Stored records:
☆ ☆ ☆ ☆ ☆ ☆ ☆
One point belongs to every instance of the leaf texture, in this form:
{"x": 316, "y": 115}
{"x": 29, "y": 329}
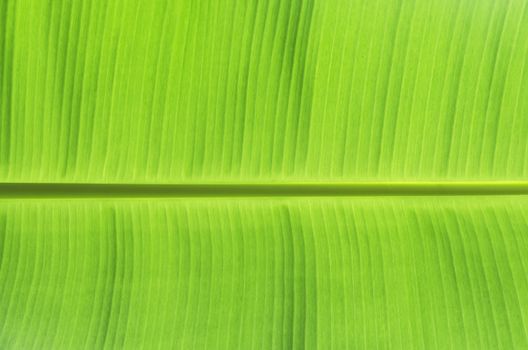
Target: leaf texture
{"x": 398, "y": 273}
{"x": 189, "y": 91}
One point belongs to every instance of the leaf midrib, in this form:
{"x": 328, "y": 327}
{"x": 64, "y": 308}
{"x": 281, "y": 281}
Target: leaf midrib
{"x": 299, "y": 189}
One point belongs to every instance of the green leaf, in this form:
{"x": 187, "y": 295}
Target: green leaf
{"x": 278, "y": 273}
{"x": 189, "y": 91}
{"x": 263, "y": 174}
☆ ☆ ☆ ☆ ☆ ☆ ☆
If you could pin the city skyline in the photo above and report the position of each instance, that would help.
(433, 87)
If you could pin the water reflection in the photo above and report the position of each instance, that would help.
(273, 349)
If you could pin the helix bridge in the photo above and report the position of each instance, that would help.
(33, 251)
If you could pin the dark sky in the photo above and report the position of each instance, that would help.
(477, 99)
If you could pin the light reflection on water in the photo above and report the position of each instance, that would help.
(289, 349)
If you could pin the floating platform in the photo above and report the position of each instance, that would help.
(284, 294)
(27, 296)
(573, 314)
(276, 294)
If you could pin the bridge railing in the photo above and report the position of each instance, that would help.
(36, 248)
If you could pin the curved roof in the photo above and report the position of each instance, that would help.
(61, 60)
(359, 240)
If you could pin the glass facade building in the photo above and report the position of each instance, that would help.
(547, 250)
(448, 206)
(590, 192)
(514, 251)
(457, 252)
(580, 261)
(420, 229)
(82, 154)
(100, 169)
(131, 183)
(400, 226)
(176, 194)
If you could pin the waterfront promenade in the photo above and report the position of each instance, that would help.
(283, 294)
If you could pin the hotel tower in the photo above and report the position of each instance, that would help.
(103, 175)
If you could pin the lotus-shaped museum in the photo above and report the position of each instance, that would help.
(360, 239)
☆ ☆ ☆ ☆ ☆ ☆ ☆
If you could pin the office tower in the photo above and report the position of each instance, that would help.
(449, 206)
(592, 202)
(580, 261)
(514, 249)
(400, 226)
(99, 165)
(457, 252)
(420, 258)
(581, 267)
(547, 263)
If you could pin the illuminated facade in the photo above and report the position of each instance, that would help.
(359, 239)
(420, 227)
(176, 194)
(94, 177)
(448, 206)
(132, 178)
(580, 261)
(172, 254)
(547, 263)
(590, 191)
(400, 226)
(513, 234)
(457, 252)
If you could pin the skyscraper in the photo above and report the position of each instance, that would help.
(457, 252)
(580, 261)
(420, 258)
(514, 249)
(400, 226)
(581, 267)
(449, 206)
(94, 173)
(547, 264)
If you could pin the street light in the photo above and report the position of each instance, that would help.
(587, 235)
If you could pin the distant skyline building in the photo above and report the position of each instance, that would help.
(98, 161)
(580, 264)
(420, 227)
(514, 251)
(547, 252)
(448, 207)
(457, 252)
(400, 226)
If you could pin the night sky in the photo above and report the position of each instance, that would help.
☆ ☆ ☆ ☆ ☆ ☆ ☆
Show every line of the records above that contains the word "midrib", matching its case exactly.

One point belongs to every instance of the leaf midrib, in this form:
Target: leaf midrib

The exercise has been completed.